### [THE REQUEST]
Collect every line in the records that contains the word "yellow" and copy each one unchanged.
┄┄┄┄┄┄┄┄┄┄┄┄┄┄┄┄┄┄┄┄
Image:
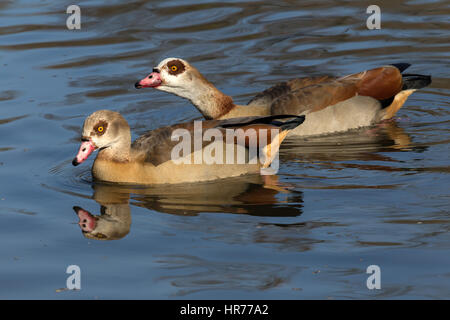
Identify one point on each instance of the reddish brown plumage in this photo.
(380, 83)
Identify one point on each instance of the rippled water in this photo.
(338, 204)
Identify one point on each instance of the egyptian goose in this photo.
(149, 159)
(331, 103)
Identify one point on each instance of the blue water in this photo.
(377, 196)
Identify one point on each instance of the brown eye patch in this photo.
(100, 127)
(175, 67)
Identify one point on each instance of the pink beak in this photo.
(86, 148)
(153, 80)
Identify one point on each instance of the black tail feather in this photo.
(415, 81)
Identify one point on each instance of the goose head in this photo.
(103, 130)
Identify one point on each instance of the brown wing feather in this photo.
(380, 83)
(280, 89)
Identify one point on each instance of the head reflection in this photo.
(252, 195)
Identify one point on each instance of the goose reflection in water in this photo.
(252, 195)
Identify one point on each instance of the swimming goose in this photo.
(331, 103)
(150, 158)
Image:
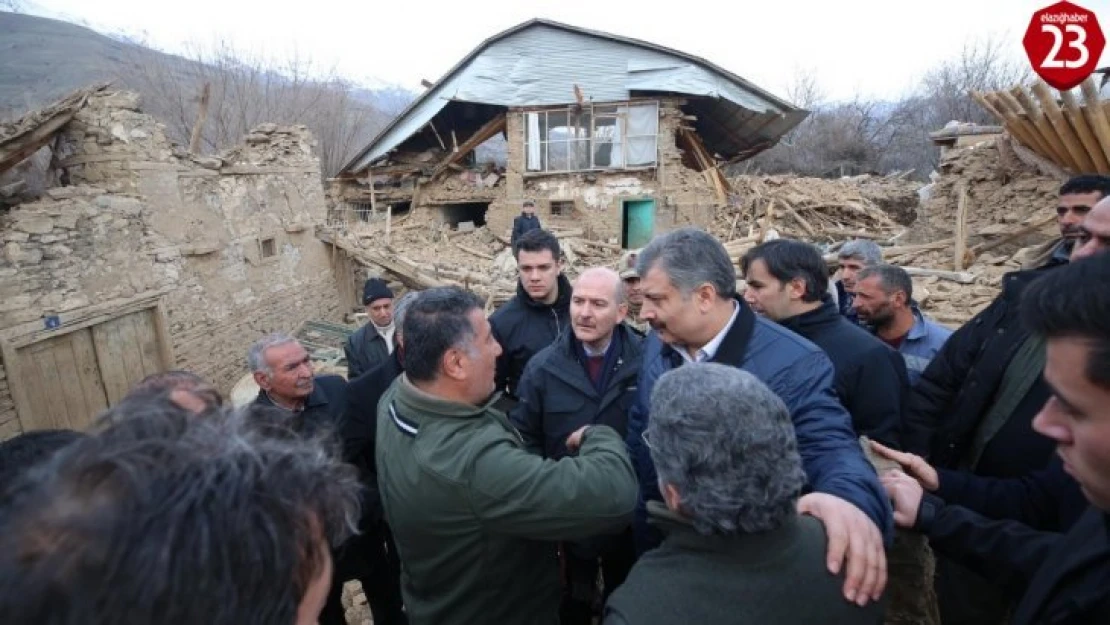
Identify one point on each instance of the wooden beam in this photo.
(13, 151)
(960, 276)
(1043, 127)
(487, 130)
(1071, 143)
(1096, 117)
(1011, 110)
(437, 138)
(474, 252)
(1013, 235)
(961, 228)
(1086, 133)
(1012, 122)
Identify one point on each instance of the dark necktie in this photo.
(594, 368)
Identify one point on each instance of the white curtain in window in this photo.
(535, 148)
(616, 153)
(643, 122)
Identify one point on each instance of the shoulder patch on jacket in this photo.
(406, 427)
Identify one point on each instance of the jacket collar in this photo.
(757, 547)
(919, 330)
(562, 303)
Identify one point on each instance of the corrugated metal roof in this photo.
(540, 62)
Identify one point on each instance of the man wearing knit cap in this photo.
(373, 342)
(633, 292)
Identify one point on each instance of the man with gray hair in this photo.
(885, 302)
(314, 405)
(690, 301)
(736, 550)
(474, 514)
(853, 258)
(282, 369)
(158, 516)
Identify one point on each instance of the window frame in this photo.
(589, 140)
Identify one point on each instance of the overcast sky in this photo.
(853, 46)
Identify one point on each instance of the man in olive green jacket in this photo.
(474, 515)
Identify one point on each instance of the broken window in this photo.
(592, 137)
(563, 208)
(269, 248)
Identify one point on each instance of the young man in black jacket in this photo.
(537, 314)
(585, 377)
(787, 282)
(974, 405)
(1065, 577)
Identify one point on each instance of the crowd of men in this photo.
(643, 445)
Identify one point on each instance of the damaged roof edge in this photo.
(426, 101)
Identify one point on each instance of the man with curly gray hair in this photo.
(736, 548)
(158, 516)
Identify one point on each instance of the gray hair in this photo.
(618, 290)
(256, 355)
(861, 250)
(119, 526)
(726, 443)
(891, 279)
(690, 258)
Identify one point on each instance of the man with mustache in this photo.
(1061, 572)
(314, 404)
(586, 377)
(972, 407)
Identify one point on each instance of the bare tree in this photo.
(861, 135)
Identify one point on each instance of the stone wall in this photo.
(228, 241)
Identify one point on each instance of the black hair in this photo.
(1073, 301)
(787, 259)
(891, 279)
(162, 517)
(537, 241)
(1087, 183)
(437, 320)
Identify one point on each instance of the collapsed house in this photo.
(135, 256)
(618, 137)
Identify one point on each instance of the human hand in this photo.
(854, 540)
(906, 494)
(574, 441)
(912, 464)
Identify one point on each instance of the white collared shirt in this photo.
(591, 352)
(709, 349)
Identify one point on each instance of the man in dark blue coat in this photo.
(690, 302)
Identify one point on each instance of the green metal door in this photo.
(638, 222)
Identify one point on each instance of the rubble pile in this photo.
(1008, 209)
(815, 209)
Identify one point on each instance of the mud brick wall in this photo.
(229, 240)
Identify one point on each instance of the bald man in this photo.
(586, 377)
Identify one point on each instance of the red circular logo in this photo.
(1063, 42)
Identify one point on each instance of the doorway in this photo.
(453, 214)
(63, 381)
(637, 223)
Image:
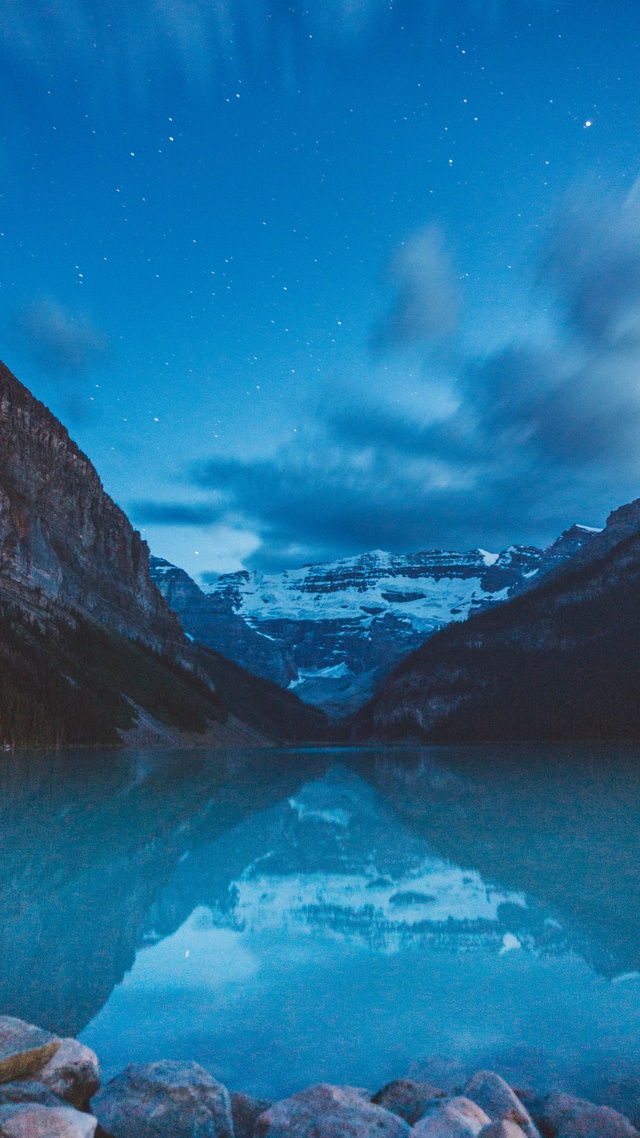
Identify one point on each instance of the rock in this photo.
(328, 1112)
(245, 1110)
(489, 1090)
(561, 1115)
(165, 1099)
(32, 1120)
(407, 1098)
(73, 1073)
(503, 1129)
(24, 1048)
(27, 1090)
(452, 1118)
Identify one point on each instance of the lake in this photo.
(286, 917)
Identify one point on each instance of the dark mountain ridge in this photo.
(90, 652)
(557, 662)
(333, 632)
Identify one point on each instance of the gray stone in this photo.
(561, 1115)
(27, 1090)
(493, 1094)
(328, 1112)
(245, 1110)
(503, 1129)
(32, 1120)
(408, 1098)
(24, 1049)
(164, 1099)
(452, 1118)
(73, 1073)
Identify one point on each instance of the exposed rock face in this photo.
(63, 541)
(501, 1130)
(24, 1048)
(73, 1073)
(245, 1112)
(454, 1118)
(32, 1120)
(330, 632)
(489, 1090)
(408, 1098)
(559, 661)
(27, 1090)
(164, 1099)
(328, 1112)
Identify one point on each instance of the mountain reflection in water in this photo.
(292, 916)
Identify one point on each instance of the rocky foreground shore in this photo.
(50, 1088)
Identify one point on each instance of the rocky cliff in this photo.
(559, 661)
(90, 652)
(64, 543)
(333, 632)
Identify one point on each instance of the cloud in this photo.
(60, 343)
(534, 436)
(122, 44)
(426, 302)
(175, 513)
(66, 346)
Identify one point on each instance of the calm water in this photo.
(287, 917)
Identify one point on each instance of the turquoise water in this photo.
(287, 917)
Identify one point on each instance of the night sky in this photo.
(311, 279)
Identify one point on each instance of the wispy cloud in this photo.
(535, 437)
(123, 43)
(427, 296)
(65, 345)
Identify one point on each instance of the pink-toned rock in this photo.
(452, 1118)
(24, 1048)
(408, 1098)
(73, 1073)
(329, 1112)
(493, 1094)
(503, 1129)
(32, 1120)
(165, 1099)
(561, 1115)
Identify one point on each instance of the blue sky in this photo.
(310, 279)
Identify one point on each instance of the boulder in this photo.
(408, 1098)
(245, 1110)
(561, 1115)
(503, 1129)
(73, 1073)
(328, 1112)
(493, 1094)
(27, 1090)
(24, 1049)
(33, 1120)
(165, 1099)
(452, 1118)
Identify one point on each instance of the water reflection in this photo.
(331, 915)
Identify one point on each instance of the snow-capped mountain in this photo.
(330, 632)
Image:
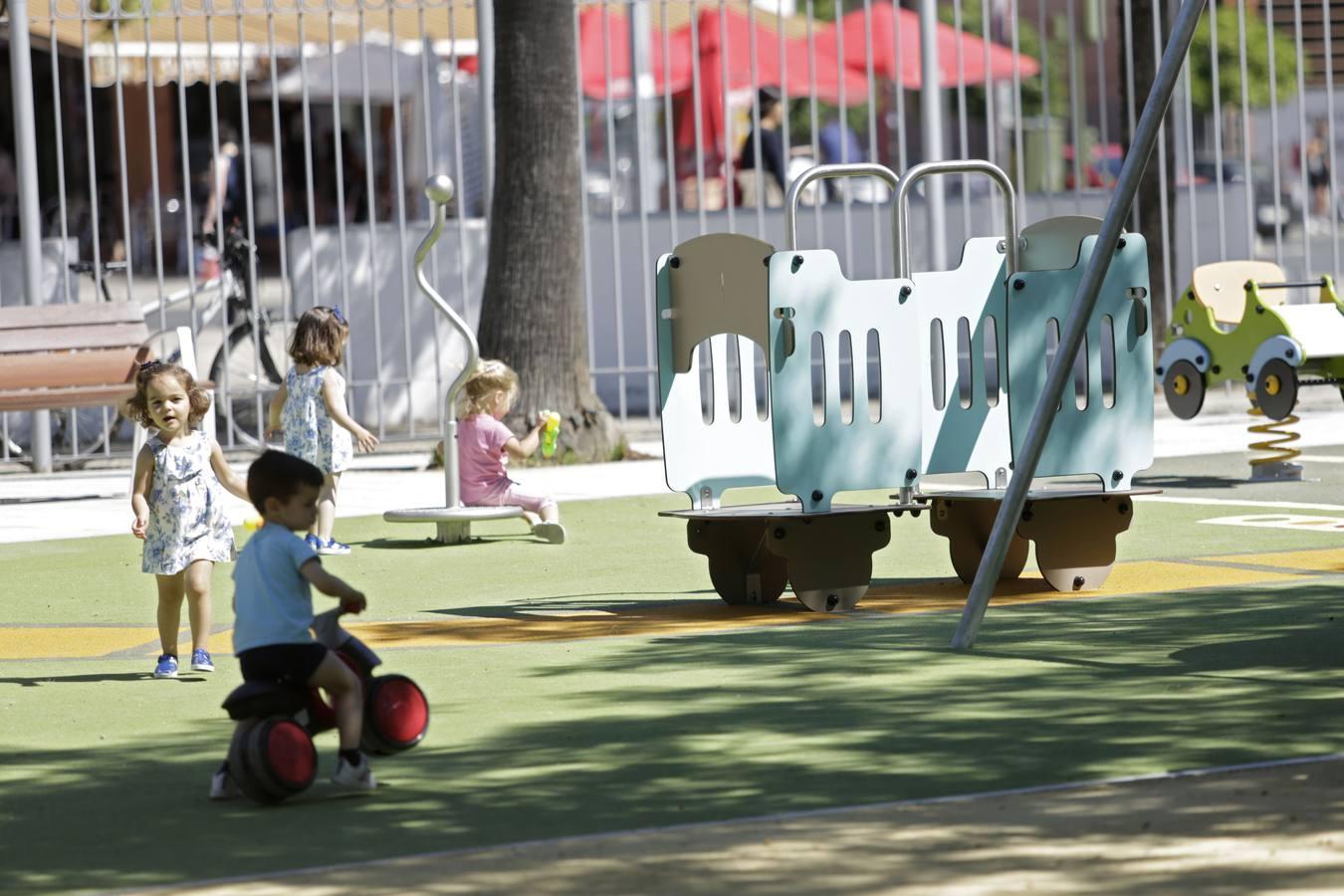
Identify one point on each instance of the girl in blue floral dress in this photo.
(310, 411)
(179, 507)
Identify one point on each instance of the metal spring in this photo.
(1275, 448)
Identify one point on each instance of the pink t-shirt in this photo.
(481, 458)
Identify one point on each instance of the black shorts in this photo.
(289, 664)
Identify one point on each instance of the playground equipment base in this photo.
(755, 550)
(1074, 531)
(453, 524)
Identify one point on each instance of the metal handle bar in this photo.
(440, 191)
(924, 169)
(1293, 284)
(822, 172)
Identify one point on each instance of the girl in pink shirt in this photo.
(484, 446)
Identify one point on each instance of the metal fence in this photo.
(312, 122)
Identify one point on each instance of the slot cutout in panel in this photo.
(763, 381)
(845, 377)
(1081, 376)
(937, 365)
(964, 379)
(1108, 360)
(706, 365)
(818, 380)
(991, 357)
(733, 367)
(874, 377)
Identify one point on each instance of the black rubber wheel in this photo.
(246, 372)
(1275, 388)
(395, 715)
(1183, 385)
(272, 760)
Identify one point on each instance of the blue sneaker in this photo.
(167, 666)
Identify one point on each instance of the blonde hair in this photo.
(488, 380)
(137, 408)
(319, 336)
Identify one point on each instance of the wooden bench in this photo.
(78, 354)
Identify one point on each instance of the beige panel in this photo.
(719, 285)
(1222, 287)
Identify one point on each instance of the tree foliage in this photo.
(1230, 64)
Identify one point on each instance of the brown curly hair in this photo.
(137, 408)
(319, 337)
(490, 379)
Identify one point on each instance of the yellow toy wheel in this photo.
(1183, 387)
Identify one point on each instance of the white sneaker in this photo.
(553, 533)
(353, 777)
(222, 784)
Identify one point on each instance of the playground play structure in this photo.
(878, 384)
(1233, 323)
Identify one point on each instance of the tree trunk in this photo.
(533, 314)
(1149, 188)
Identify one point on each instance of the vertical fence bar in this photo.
(1246, 125)
(583, 199)
(613, 212)
(845, 199)
(30, 214)
(1131, 99)
(1301, 141)
(1329, 126)
(1273, 134)
(668, 138)
(1074, 331)
(1074, 108)
(1218, 131)
(371, 210)
(399, 193)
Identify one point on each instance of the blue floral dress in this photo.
(310, 431)
(187, 519)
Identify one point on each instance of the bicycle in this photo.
(248, 367)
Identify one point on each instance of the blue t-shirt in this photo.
(273, 602)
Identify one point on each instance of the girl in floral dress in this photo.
(179, 507)
(310, 410)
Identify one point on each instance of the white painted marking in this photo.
(1283, 522)
(1320, 458)
(780, 817)
(566, 612)
(1267, 506)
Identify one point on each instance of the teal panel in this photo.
(1098, 439)
(814, 460)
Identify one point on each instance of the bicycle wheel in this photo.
(246, 372)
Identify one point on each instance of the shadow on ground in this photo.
(545, 741)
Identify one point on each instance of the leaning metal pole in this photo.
(30, 227)
(1024, 465)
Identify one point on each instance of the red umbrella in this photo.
(898, 31)
(726, 43)
(605, 34)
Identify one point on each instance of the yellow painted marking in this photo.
(1320, 560)
(709, 614)
(1144, 576)
(70, 641)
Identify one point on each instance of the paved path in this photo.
(81, 504)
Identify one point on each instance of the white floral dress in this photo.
(310, 431)
(187, 519)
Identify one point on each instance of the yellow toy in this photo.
(552, 433)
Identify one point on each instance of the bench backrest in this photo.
(713, 291)
(1105, 419)
(68, 346)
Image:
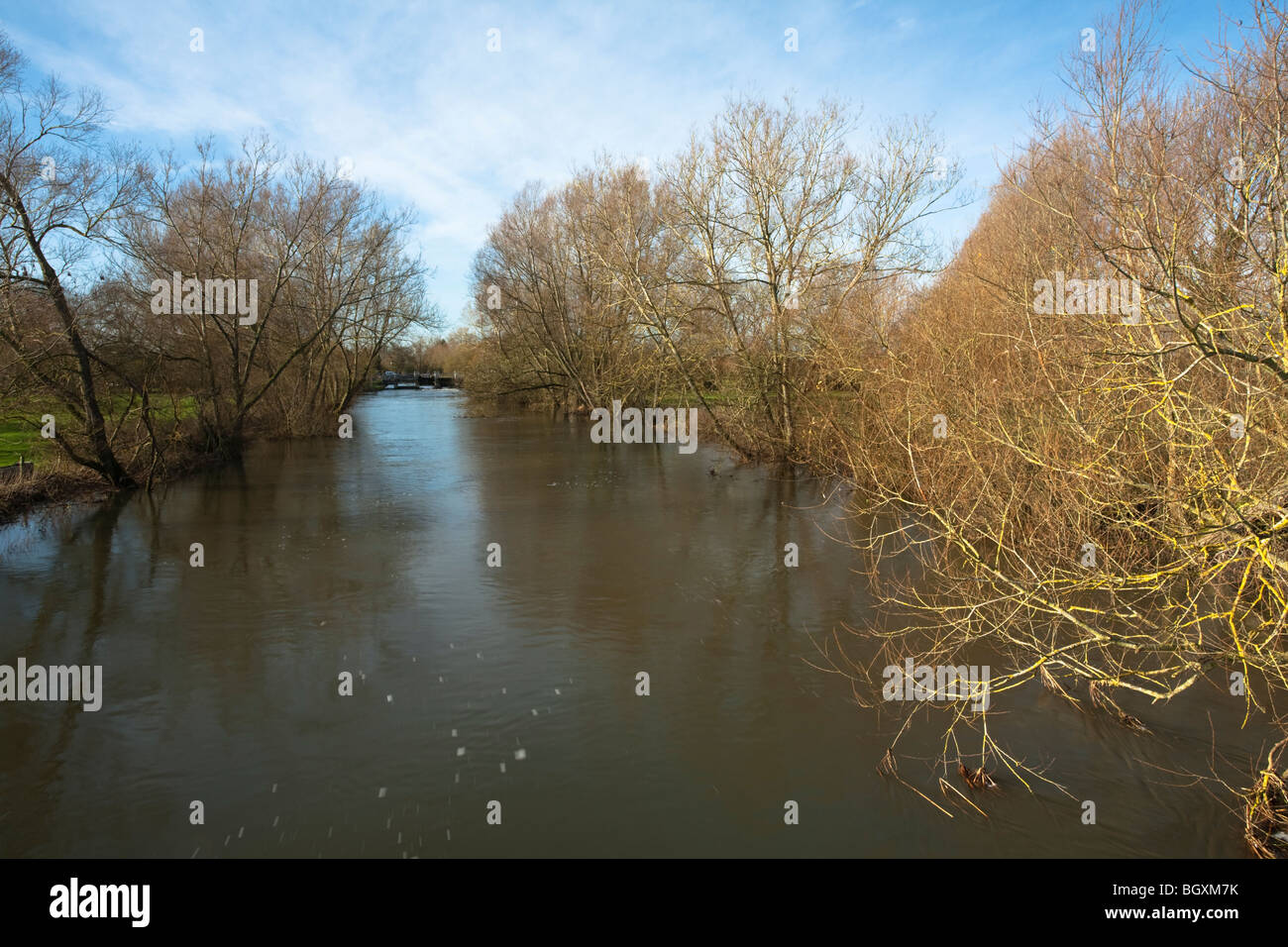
┄┄┄┄┄┄┄┄┄┄┄┄┄┄┄┄┄┄┄┄
### [RESULT FOR THIS EXERCISE]
Identify one point on each instance of the yellow toy wheel in this photo.
Identify one point on each instance of the yellow painted marking in this photo.
Identify one point on each instance of the yellow toy in this photo.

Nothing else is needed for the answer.